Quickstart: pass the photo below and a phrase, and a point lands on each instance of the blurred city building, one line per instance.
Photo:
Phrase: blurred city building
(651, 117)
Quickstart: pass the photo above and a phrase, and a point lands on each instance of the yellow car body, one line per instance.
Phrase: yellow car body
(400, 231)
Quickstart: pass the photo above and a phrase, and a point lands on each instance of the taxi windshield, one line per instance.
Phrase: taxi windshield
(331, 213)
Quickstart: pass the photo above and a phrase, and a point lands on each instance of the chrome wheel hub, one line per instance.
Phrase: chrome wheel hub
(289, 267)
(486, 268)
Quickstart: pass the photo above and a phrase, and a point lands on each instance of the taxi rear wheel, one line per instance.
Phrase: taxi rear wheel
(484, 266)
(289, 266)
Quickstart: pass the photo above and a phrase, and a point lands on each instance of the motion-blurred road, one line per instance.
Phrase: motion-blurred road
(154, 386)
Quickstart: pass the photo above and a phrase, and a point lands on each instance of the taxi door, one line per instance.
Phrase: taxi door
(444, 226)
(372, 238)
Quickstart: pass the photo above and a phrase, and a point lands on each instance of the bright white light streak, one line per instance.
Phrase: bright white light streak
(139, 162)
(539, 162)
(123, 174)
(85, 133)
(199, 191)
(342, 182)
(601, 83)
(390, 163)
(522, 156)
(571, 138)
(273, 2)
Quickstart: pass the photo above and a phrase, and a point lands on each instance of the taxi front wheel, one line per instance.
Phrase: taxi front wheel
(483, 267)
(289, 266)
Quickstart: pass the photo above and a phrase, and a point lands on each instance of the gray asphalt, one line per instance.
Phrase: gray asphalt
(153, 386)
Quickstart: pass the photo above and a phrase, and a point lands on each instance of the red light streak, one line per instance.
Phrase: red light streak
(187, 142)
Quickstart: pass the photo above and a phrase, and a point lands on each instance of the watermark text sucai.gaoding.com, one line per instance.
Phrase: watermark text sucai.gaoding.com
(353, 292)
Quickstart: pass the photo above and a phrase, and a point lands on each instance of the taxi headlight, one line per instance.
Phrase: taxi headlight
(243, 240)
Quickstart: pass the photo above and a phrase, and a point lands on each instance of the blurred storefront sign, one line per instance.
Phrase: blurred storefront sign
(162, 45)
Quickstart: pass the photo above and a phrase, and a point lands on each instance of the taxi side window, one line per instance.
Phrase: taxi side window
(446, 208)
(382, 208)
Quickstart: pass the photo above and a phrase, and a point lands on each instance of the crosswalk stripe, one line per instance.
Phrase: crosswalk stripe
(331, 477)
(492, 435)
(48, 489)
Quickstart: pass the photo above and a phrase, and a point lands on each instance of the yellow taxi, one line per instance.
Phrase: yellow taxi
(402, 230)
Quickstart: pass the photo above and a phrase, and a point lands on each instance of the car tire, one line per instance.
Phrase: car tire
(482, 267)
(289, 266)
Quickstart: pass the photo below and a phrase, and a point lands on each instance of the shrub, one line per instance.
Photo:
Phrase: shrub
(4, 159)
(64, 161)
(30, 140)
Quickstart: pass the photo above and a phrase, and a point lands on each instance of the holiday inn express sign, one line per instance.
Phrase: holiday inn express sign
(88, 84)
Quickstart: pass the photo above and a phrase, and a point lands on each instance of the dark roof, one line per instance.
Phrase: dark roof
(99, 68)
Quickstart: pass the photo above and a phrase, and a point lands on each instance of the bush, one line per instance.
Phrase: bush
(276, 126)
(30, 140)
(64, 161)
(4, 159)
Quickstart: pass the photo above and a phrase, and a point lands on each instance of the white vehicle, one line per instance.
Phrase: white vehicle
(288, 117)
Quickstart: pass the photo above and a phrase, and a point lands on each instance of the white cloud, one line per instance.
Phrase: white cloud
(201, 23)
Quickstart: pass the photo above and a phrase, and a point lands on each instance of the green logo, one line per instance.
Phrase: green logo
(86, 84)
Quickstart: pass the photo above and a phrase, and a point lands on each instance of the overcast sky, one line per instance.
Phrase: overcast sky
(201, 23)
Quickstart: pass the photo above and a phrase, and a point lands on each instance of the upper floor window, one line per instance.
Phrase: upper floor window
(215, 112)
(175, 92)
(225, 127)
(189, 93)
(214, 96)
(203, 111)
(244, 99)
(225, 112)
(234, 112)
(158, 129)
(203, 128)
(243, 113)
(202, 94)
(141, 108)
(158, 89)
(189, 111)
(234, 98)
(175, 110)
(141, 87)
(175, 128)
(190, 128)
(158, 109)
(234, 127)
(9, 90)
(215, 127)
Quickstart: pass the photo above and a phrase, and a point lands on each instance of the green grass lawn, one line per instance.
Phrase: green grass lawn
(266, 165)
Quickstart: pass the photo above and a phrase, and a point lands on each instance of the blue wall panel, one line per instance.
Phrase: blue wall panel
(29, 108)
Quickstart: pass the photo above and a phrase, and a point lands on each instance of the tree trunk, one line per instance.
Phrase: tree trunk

|---|

Reproduce all of the rows above word for word, in the same order, with nothing changed.

Quickstart: pass the photo below and a phrase, and a point lands on each instance of the blurred city building, one line per instance.
Photo:
Phrase: blurred city building
(651, 117)
Quickstart: pass the photo above and a phrase, and a point lands on each instance of the yellow car body, one line per instance.
Phrase: yellow car body
(400, 231)
Quickstart: pass the photo above and a phrase, and a point lands on each instance of the taxi windshield, one line per instance.
Phrase: taxi windshield
(331, 213)
Quickstart: pass the photo above and a phrase, and a point lands on each instance of the chrome wheel hub, one line per instance.
Phrase: chrome wheel hub
(289, 267)
(486, 268)
Quickstart: pass the photo above and a phrase, and a point lands on each instance of the taxi rear wheel, one line per instance.
Phrase: taxi rear wheel
(484, 266)
(289, 266)
Quickstart: pass the photo above and a phrase, and a point lands on each instance of the motion-blurred road, one line per instance.
Phrase: motion-blurred road
(154, 386)
Quickstart: pass the photo above and a phrase, and a point lands on each instance of the taxi door, one line per instance.
Phrase: taxi door
(444, 226)
(372, 238)
Quickstart: pass the photo above and a phrase, and a point lands on each instance of the bright white light streak, one line per instance.
Phrase: bright white light streak
(139, 162)
(539, 162)
(123, 174)
(85, 133)
(199, 191)
(342, 182)
(601, 83)
(390, 163)
(522, 156)
(571, 138)
(273, 2)
Quickstart: pass the photo above and a phrase, and a point lands on each instance of the taxi front wheel, one line per instance.
Phrase: taxi front wheel
(483, 267)
(289, 266)
Quickstart: pass the photo above and a phrase, and a point lands on each instance of the gray asphalt, one line per instance.
Phrase: gray asphalt
(153, 386)
Quickstart: pass the photo above and a phrase, and a point lands on each instance of the red light streak, one line per instance.
Phrase: red light streak
(187, 142)
Quickstart: pass the photo above and a phrase, and a point lands on each instance of the watermark text sucai.gaoding.com, one line per instance.
Phrase: watermark text sucai.gaoding.com
(353, 292)
Quickstart: pass the photo above and a phrase, and a point lands on each instance of the taxi headlight, one line per instance.
Phrase: taxi headlight
(243, 240)
Quickstart: pass the photo above and a phrase, and a point lands on each instance of the blurred storefront sign, one line per instance.
Phrase: blurred storefront sign
(162, 45)
Quickstart: pass the photo above and a phrase, and a point lands on each instance of the taxi side window, one line per instance.
Phrase: taxi side window
(446, 208)
(382, 208)
Quickstart: pass the photo above and a phrase, and a point lands on each instance of the crosswalk stripe, one line per instance.
Phrase: crosswalk stripe
(331, 477)
(492, 435)
(48, 489)
Quickstart: pass the photo above and a phrase, and a point lands on each instance of the yellow taxi, one line per instance.
Phrase: yellow taxi
(402, 230)
Quickstart: pass the photo above and a phrase, and a point lands on each instance of the car tire, one line per instance.
Phrase: car tire
(482, 267)
(289, 266)
Quickstart: pass the photo below and a phrase, and a point lands on each instance of the shrub, one line per instance.
Photo:
Phrase: shrub
(4, 159)
(64, 161)
(30, 140)
Quickstart: pass the photo above and a phrase, and a point lands on each instance of the holiday inn express sign, one line per instance.
Phrase: holiday inn express sign
(88, 84)
Quickstart: pass the photo above and a phrase, and a point lands on each instance of the dark roof, one line per instance.
Phrase: dark roof
(99, 68)
Quickstart: pass the photo above and a phrase, and a point lands on each instance of the bush, one line per instance.
Phrase: bush
(276, 126)
(30, 140)
(64, 161)
(4, 159)
Quickstart: pass the photo above and a phrase, and a point lands on each instance of the white vehicle, one line per instance.
Phrase: white vehicle
(288, 117)
Quickstart: pass the photo above and a phrase, and a point lands on each instance of the white cloud, one line per instance.
Phrase: white cloud
(201, 23)
Quickstart: pass the photo above and a phrase, and a point lands on each instance of the green logo, one line per instance.
Phrase: green logo
(86, 84)
Quickstart: pass the photo above and a phrase, and a point lands on each instance of the overcast sky, one line per instance.
Phrase: overcast sky
(201, 23)
Quickstart: pass the photo above and a phrase, and a point lands on each instance of the upper floor window, one line per instance.
Phrase: upper floor window
(215, 112)
(175, 92)
(225, 127)
(189, 93)
(214, 96)
(203, 111)
(244, 99)
(225, 112)
(234, 112)
(158, 129)
(203, 128)
(243, 113)
(202, 94)
(141, 108)
(158, 89)
(189, 111)
(234, 98)
(175, 110)
(141, 87)
(175, 128)
(190, 128)
(158, 109)
(234, 127)
(9, 90)
(215, 127)
Quickstart: pass the photo above and a phrase, and a point lands on each instance of the green grass lawn, one line per instance.
Phrase: green grass lawn
(266, 165)
Quickstart: pass the photo above and a phrase, and a point lands on each instance of the blue wall panel, one line per instance.
Phrase: blue wall panel
(29, 108)
Quickstart: pass the photo above and a phrase, and a point lands on each instance of the tree trunk, one line per instance.
Phrase: tree trunk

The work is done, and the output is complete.